Available data —
◆ ◆ ◆ ◆
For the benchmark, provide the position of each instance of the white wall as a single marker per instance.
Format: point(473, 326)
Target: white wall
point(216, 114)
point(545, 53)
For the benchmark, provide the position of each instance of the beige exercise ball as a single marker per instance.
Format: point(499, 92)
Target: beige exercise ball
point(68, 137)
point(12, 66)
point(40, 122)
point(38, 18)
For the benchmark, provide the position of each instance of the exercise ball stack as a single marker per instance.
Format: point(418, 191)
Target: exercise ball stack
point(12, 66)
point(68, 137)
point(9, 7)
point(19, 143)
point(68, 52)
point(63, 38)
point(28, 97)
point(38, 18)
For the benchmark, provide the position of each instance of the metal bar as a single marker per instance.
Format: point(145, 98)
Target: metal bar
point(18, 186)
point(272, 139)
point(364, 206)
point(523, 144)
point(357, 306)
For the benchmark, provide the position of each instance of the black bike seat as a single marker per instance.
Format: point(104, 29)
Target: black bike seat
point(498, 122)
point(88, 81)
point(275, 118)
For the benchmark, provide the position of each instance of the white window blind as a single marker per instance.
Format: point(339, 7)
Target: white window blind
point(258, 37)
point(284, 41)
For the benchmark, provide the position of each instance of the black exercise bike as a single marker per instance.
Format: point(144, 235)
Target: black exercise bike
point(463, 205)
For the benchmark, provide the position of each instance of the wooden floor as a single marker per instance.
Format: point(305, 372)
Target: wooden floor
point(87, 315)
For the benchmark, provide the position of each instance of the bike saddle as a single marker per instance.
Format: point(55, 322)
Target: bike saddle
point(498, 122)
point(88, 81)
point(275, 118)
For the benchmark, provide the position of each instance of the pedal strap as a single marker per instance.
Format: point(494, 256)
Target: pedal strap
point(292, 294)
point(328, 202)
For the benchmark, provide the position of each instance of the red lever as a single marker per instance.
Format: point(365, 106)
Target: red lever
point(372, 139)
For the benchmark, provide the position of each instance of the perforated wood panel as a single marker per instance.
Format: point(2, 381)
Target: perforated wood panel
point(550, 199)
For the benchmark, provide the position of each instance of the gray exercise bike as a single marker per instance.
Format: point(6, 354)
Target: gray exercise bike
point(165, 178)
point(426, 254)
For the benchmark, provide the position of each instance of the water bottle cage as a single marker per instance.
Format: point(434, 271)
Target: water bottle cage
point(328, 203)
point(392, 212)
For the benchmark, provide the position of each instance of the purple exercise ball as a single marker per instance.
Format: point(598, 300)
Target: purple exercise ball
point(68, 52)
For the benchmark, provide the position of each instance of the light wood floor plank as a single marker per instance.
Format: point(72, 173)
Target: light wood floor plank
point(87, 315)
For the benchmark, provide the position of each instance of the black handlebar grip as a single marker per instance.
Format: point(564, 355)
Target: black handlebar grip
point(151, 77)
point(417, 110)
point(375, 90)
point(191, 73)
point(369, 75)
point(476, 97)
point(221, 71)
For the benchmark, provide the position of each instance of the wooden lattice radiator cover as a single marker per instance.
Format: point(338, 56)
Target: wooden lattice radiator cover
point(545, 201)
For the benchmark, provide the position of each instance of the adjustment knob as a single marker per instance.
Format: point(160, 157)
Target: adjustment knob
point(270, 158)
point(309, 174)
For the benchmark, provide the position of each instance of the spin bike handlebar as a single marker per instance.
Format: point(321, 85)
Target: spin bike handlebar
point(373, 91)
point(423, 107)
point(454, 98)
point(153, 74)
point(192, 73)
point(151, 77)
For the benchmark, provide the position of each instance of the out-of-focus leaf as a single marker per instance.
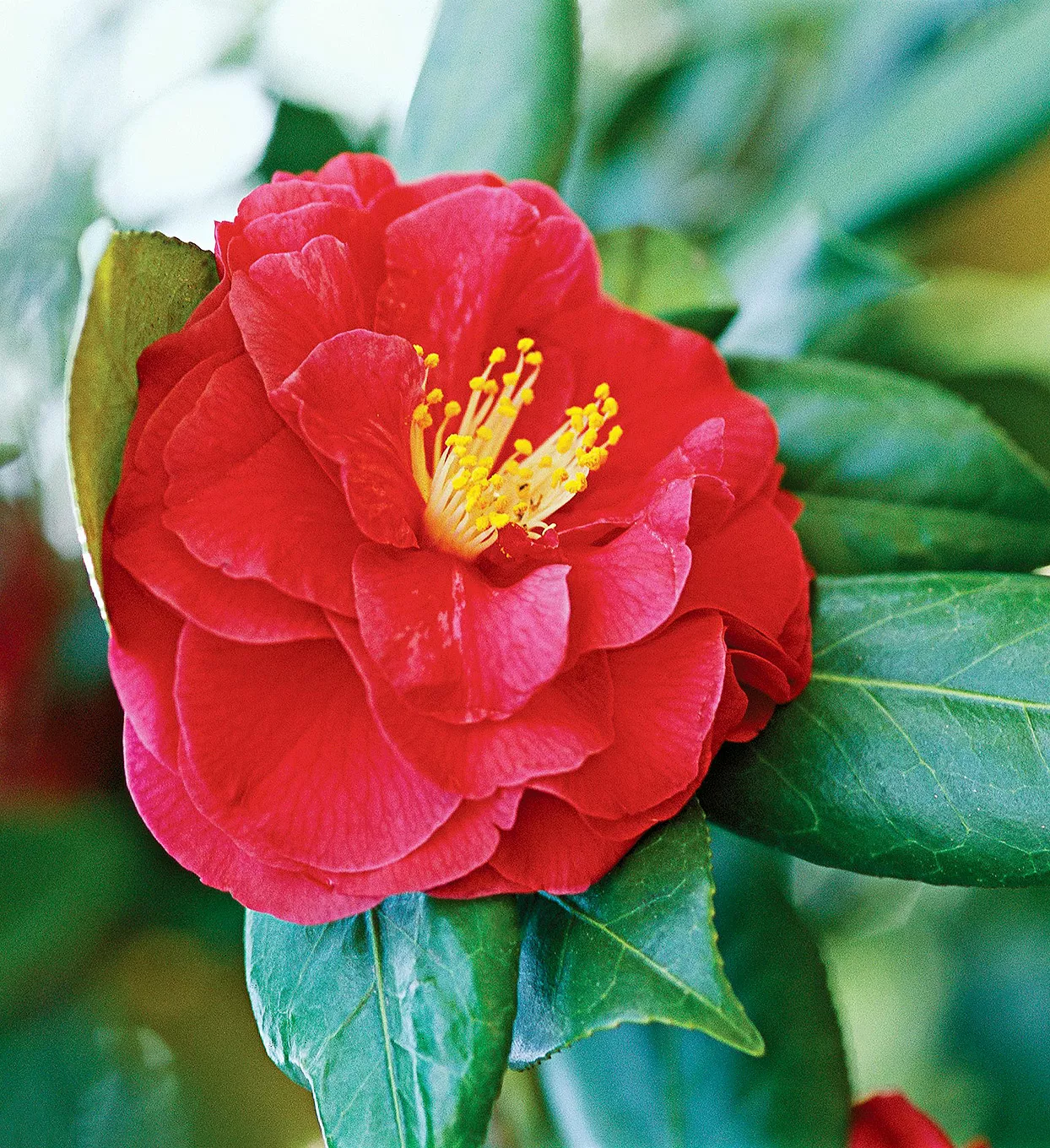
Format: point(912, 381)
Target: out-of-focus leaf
point(986, 335)
point(659, 1087)
point(897, 474)
point(70, 1078)
point(303, 139)
point(919, 749)
point(973, 105)
point(146, 286)
point(638, 946)
point(166, 983)
point(398, 1020)
point(804, 279)
point(497, 91)
point(664, 274)
point(67, 875)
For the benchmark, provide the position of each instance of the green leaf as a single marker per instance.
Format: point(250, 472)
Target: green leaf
point(303, 139)
point(146, 286)
point(801, 280)
point(659, 1087)
point(71, 1078)
point(67, 875)
point(398, 1020)
point(664, 274)
point(896, 474)
point(973, 105)
point(983, 334)
point(921, 748)
point(639, 946)
point(497, 91)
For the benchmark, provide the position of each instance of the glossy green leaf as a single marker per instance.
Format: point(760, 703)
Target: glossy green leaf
point(654, 1086)
point(73, 1080)
point(896, 474)
point(638, 946)
point(497, 91)
point(398, 1020)
point(982, 333)
point(146, 286)
point(972, 105)
point(664, 274)
point(67, 875)
point(921, 748)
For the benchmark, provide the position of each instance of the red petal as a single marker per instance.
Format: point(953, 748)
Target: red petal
point(283, 755)
point(453, 646)
point(195, 842)
point(246, 497)
point(555, 729)
point(625, 590)
point(552, 847)
point(354, 399)
point(752, 568)
point(666, 694)
point(890, 1121)
point(290, 303)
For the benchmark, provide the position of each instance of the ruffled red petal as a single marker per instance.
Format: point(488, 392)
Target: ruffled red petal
point(451, 644)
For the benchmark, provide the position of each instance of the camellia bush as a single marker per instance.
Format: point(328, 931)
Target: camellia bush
point(492, 574)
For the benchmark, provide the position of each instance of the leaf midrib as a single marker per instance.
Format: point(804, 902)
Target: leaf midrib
point(925, 688)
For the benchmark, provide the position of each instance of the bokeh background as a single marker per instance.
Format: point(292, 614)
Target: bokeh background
point(827, 154)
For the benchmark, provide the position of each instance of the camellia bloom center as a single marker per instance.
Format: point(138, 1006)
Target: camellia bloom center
point(468, 501)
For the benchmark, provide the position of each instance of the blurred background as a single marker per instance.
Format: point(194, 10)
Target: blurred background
point(830, 156)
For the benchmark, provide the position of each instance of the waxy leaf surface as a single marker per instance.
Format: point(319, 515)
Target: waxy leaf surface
point(146, 286)
point(921, 748)
point(497, 91)
point(637, 946)
point(653, 1086)
point(897, 474)
point(398, 1020)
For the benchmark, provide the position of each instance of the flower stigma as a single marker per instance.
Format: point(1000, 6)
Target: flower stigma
point(468, 500)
◆ ◆ ◆ ◆
Objective —
Rewrite all of the material above with "benchmark" changed to "evaluation" and nothing else altered, leaving out the pictures.

Answer —
For the evaluation, provide the position of each instance of the white wall as a single marker per instance.
Format: point(473, 326)
Target: white wall
point(216, 114)
point(545, 53)
For the evaluation, provide the position of each instance of the beige exercise ball as a single marker per instance.
Format: point(499, 92)
Target: beige exercise ball
point(68, 137)
point(12, 66)
point(40, 122)
point(38, 18)
For the evaluation, provide the position of each instance of the exercise ball stack as a single marker per instance.
Format: point(418, 191)
Target: exercise ball stack
point(12, 66)
point(68, 137)
point(9, 7)
point(19, 143)
point(68, 52)
point(63, 38)
point(28, 97)
point(38, 18)
For the evaluation, provide the position of each instance of the metal bar as a single marker per instance.
Format: point(145, 98)
Target: metal bar
point(18, 186)
point(272, 139)
point(364, 206)
point(523, 144)
point(357, 306)
For the evaluation, provide the position of each instance of the black bike seat as a single marker per instance.
Format: point(104, 29)
Target: black bike seat
point(498, 122)
point(88, 81)
point(275, 118)
For the evaluation, provide the position of each instance of the white window blind as a single marker per instance.
Format: point(339, 7)
Target: white window blind
point(258, 37)
point(284, 41)
For the evaluation, provide the position of each instance of the black exercise bike as a single marker per instance.
Format: point(144, 235)
Target: black exercise bike
point(463, 205)
For the evaluation, provide the position of each instance of the wooden floor as a single marker per instance.
Format: point(305, 372)
Target: wooden floor
point(87, 315)
For the evaluation, provide the position of each instance of the bike saddle as a single marker per instance.
Format: point(55, 322)
Target: bike saddle
point(498, 122)
point(88, 81)
point(275, 118)
For the evaluation, provide the position of each instance of the pedal strap as a single marker per instance.
Format: point(494, 256)
Target: pedal strap
point(292, 294)
point(328, 202)
For the evaluation, provide the position of each instance of the red lever as a single marker per instance.
Format: point(365, 106)
Target: red lever
point(372, 139)
For the evaluation, provide the position of each instance of the perforated wood panel as a single marker per instance.
Format: point(2, 381)
Target: perforated wood panel
point(550, 199)
For the evaluation, provide the position of each instance of the gray exercise bike as a single marker per instance.
Format: point(6, 354)
Target: gray exercise bike
point(165, 178)
point(426, 254)
For the evaluation, provide the position of each instance of the water bottle cage as a single marker per instance.
Format: point(434, 271)
Target: water bottle cage
point(328, 203)
point(392, 212)
For the evaluation, provide the position of each instance of the purple exercise ball as a single marker per instance.
Format: point(598, 300)
Target: purple exercise ball
point(68, 52)
For the evaluation, provide the position of each instance of the light wood floor plank as a single marker per instance.
Format: point(72, 173)
Target: light wood floor plank
point(87, 315)
For the evaluation, provide the position of each instance of the black handlebar grip as a single marker per instance.
Format: point(564, 355)
Target: black handlebar grip
point(151, 77)
point(417, 110)
point(375, 90)
point(191, 73)
point(369, 75)
point(476, 97)
point(221, 71)
For the evaluation, provide the position of each instance of the wooden lattice radiator cover as a single marker per instance.
Format: point(338, 56)
Target: wooden lattice radiator cover
point(545, 201)
For the evaluation, provide the position of each instance of the adjustment knob as a single marker per instance.
Format: point(160, 157)
Target: adjustment knob
point(270, 158)
point(309, 174)
For the evaluation, provide the position of each instance of the spin bike handlebar as a single marker per instance.
Format: point(321, 85)
Target: spin bike handlebar
point(373, 91)
point(423, 107)
point(454, 98)
point(153, 74)
point(192, 73)
point(151, 77)
For the evaluation, provide the position of each instance of the out-of-focus leaf as a single marker per instance.
Format: point(912, 381)
Target: out-of-focus leaf
point(986, 335)
point(659, 1087)
point(897, 474)
point(70, 1078)
point(303, 139)
point(919, 749)
point(973, 105)
point(146, 286)
point(638, 946)
point(166, 983)
point(398, 1020)
point(804, 279)
point(497, 91)
point(664, 274)
point(67, 875)
For the evaluation, provide the position of each instance of the green leaf as a single marker per instance.
Format: point(250, 472)
Target: green leaf
point(303, 139)
point(146, 286)
point(801, 280)
point(659, 1087)
point(71, 1078)
point(67, 875)
point(398, 1020)
point(664, 274)
point(896, 474)
point(973, 105)
point(983, 334)
point(921, 748)
point(639, 946)
point(497, 91)
For the evaluation, provide the position of each instance of the glossy green leaf as a single marker per instance.
Format: point(760, 703)
Target: glossy green leaf
point(654, 1086)
point(73, 1080)
point(896, 474)
point(638, 946)
point(497, 91)
point(398, 1020)
point(982, 333)
point(146, 286)
point(972, 105)
point(664, 274)
point(67, 875)
point(921, 748)
For the evaluation, provide the position of each instance of the red petal as a single marker per instance.
Format: point(953, 748)
Target: red petal
point(283, 755)
point(453, 646)
point(195, 842)
point(246, 497)
point(555, 729)
point(625, 590)
point(552, 847)
point(354, 399)
point(752, 568)
point(666, 694)
point(890, 1121)
point(290, 303)
For the evaluation, provide the position of each instance of the ruffled red petal as a single marker per instance.
Format: point(488, 392)
Target: ruffled red petal
point(451, 644)
For the evaluation, provide the position of each instance of the camellia bush as a single marker per instance.
Format: point(328, 931)
Target: camellia bush
point(492, 574)
For the evaluation, provide the position of each instance of the leaf midrib as a single marker per instance.
Format: point(804, 902)
Target: leaf midrib
point(925, 688)
For the evaluation, provide the position of each instance of the bokeh background as a single marker per instance.
Format: point(292, 614)
Target: bokeh background
point(827, 154)
For the evaluation, provide the position of each instance of the camellia bloom center as a single marker per instance.
Format: point(138, 1006)
Target: camellia bloom center
point(468, 501)
For the evaluation, provide the position of each instance of the blurred background as a single marker per instance.
Format: point(194, 10)
Target: blurred background
point(830, 156)
For the evaluation, provide the position of each instance of the waxy leaf surface as a single marker per instance.
Format: point(319, 515)
Target: waxy leaf surface
point(146, 286)
point(921, 748)
point(497, 91)
point(637, 946)
point(653, 1086)
point(897, 474)
point(398, 1020)
For the evaluation, provide the position of each instance of the flower stigma as a single marker per instance.
Format: point(1000, 6)
Target: flower stigma
point(468, 500)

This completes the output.